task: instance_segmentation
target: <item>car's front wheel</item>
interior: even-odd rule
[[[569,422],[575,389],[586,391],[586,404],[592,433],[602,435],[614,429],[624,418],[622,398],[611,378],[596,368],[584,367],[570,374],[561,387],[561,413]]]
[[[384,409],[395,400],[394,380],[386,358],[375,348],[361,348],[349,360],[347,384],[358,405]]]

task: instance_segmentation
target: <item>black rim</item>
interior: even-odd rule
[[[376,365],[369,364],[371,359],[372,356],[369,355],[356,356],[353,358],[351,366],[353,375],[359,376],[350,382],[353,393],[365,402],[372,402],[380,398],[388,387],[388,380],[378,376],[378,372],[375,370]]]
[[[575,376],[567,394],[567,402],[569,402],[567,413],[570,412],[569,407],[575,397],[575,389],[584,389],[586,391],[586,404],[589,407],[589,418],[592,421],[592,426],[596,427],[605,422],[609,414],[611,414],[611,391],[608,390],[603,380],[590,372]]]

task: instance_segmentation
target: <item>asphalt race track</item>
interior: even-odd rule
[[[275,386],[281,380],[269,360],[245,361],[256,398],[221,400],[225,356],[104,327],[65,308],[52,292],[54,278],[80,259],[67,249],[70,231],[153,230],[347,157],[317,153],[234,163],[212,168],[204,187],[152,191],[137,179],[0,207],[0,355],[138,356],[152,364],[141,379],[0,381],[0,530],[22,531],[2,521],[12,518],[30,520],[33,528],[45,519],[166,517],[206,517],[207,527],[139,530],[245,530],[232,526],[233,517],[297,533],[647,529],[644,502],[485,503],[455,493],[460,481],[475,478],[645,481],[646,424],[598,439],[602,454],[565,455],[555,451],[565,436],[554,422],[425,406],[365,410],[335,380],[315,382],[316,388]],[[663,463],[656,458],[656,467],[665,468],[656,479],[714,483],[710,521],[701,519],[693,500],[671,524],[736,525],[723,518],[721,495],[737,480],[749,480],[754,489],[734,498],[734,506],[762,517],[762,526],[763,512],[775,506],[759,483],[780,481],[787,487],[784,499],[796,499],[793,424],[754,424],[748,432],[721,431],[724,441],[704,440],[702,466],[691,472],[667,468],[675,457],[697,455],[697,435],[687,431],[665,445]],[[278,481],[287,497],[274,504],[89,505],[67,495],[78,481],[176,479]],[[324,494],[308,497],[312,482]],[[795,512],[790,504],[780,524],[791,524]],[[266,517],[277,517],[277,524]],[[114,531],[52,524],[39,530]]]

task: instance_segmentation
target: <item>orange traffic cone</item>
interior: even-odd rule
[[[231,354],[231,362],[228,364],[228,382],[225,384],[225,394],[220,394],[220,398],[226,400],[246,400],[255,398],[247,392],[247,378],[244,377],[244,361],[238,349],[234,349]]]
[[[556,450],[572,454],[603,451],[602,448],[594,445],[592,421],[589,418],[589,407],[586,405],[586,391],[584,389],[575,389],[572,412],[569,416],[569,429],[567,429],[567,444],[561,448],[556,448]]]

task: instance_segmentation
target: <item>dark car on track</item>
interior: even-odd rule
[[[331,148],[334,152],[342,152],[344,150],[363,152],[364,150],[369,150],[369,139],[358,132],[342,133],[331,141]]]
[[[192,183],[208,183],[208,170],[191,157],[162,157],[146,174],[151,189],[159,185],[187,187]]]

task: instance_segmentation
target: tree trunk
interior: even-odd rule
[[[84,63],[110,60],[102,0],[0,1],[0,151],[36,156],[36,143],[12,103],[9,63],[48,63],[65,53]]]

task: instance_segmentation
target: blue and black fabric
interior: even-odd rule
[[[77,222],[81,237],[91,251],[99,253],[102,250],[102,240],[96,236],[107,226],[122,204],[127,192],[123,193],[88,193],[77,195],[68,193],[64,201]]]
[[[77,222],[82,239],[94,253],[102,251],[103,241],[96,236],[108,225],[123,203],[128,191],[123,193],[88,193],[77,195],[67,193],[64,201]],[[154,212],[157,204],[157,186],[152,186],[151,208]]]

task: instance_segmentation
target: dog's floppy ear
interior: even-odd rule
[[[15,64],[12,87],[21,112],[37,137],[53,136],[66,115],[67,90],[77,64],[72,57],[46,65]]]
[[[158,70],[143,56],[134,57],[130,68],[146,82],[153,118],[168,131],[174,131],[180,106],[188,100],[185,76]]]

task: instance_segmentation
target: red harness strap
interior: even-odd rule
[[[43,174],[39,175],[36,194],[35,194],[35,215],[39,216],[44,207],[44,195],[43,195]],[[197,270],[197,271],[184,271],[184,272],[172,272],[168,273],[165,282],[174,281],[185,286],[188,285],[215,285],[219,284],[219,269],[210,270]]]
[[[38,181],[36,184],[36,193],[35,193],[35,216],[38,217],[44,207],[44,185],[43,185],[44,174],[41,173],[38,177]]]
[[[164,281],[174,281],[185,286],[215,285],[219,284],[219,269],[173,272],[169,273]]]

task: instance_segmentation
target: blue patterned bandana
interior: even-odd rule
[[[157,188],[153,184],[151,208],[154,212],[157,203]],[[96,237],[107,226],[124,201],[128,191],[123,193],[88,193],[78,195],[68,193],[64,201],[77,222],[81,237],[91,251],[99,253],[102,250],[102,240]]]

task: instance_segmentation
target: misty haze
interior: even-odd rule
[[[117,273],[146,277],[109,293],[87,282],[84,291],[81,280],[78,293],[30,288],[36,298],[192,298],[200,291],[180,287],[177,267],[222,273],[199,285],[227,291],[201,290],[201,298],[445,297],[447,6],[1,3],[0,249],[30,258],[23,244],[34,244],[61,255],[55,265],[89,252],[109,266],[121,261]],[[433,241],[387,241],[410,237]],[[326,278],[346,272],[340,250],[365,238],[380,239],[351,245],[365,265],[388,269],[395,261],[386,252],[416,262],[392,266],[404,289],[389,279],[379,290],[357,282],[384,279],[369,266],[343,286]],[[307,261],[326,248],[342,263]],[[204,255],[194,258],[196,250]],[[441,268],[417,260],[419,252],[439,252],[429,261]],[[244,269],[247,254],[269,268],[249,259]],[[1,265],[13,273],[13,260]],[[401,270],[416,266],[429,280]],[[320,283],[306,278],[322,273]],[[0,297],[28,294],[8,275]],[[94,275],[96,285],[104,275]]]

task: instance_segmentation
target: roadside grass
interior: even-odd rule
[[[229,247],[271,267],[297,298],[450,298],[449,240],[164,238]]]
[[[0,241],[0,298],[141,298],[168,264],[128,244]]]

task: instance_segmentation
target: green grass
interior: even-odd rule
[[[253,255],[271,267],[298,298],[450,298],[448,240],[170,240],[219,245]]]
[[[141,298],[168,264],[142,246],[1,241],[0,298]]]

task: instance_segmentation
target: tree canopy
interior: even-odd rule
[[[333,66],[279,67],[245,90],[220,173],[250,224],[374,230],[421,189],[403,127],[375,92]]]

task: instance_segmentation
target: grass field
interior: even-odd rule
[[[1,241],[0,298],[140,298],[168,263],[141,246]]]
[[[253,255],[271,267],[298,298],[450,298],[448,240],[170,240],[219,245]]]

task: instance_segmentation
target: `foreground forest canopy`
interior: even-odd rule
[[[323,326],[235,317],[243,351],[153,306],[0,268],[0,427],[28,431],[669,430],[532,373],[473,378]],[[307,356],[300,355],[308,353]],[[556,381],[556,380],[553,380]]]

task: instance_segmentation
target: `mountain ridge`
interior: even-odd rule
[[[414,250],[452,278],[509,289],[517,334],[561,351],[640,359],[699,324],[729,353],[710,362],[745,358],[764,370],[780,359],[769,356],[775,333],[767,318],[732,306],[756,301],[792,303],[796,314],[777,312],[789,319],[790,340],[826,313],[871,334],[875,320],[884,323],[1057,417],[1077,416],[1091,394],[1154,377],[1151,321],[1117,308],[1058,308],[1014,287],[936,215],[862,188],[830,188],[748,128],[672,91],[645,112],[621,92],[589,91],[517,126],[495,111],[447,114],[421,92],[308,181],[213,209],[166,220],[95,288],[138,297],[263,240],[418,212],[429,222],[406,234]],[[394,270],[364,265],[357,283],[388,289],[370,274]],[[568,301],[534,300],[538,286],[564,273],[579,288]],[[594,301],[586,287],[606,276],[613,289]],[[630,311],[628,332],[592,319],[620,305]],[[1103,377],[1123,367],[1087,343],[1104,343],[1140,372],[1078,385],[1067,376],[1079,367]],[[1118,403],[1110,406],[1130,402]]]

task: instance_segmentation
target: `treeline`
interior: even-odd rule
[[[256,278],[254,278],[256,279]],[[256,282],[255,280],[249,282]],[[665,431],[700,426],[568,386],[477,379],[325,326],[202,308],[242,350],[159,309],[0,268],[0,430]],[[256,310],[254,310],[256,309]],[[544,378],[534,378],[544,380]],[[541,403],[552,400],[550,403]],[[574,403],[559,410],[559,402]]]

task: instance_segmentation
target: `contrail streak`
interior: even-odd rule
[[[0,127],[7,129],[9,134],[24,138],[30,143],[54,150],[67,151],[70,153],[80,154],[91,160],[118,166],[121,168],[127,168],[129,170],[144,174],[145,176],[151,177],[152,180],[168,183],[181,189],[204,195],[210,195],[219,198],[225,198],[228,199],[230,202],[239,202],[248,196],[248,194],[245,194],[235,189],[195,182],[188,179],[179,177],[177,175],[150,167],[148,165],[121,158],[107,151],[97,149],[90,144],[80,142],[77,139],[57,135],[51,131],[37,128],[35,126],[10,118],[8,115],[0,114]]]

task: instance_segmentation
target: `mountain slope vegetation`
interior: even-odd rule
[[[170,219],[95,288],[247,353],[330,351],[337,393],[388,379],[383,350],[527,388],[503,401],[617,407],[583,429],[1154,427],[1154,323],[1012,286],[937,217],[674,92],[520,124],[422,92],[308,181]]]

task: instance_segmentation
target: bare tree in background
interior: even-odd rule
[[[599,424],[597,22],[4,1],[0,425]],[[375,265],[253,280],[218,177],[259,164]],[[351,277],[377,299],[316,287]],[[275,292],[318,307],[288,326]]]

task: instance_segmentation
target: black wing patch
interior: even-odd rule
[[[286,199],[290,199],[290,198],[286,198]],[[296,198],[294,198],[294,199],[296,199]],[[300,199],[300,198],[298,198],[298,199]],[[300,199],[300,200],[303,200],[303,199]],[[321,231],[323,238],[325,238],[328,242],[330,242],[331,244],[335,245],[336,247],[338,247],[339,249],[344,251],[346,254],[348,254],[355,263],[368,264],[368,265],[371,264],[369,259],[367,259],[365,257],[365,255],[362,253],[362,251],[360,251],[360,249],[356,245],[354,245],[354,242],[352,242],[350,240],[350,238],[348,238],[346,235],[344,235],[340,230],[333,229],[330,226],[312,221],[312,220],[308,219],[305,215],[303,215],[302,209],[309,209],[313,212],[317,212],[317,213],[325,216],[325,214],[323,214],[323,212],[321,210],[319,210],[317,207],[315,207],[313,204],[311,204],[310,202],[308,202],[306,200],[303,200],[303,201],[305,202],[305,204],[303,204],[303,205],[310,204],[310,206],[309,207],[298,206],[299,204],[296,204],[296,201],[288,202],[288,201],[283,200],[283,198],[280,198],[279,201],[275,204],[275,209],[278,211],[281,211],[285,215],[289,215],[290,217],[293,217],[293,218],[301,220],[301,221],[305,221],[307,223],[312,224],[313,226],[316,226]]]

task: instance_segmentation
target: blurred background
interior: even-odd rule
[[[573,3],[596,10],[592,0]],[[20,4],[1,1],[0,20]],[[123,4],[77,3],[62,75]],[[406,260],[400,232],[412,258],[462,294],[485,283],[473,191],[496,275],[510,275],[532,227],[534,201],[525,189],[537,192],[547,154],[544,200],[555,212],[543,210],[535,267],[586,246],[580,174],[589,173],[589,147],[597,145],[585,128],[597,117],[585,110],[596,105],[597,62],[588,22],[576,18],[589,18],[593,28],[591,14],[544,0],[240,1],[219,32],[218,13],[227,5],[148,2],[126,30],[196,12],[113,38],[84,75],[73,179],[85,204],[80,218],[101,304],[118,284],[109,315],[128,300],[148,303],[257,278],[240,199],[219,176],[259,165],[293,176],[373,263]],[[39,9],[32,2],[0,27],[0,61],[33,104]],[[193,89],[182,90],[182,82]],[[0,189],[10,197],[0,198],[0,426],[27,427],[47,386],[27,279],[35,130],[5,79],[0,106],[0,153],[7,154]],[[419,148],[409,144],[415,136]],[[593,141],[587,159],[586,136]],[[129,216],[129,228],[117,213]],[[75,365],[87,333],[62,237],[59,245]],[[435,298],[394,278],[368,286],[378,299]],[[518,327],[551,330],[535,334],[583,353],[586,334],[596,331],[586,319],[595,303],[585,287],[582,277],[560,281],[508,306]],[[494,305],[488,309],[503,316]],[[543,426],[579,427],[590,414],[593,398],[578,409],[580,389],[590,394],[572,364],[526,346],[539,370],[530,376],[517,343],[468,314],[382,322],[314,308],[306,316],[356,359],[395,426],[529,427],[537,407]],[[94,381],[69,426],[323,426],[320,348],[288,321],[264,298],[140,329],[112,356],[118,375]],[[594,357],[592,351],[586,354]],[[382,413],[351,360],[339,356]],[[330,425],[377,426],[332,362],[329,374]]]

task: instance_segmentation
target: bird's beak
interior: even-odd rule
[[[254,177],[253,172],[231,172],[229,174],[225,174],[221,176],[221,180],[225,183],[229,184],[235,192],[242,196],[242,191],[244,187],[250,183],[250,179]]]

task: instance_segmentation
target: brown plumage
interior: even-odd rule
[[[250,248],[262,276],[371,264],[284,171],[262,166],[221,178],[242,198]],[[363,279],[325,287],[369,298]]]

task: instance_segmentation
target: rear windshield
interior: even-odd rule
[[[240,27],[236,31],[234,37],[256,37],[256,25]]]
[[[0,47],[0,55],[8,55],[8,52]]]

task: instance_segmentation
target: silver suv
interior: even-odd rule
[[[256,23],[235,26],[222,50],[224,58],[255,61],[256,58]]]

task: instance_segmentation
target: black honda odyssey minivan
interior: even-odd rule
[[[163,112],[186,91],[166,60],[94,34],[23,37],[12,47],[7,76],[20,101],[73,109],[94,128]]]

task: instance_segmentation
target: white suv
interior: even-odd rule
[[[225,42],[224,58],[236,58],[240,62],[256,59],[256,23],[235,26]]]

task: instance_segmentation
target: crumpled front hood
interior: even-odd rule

» INSTRUCTION:
Return each line from the listing above that contains the string "background", matching its case exactly.

» TASK RESULT:
target: bare tree in background
target: blurred background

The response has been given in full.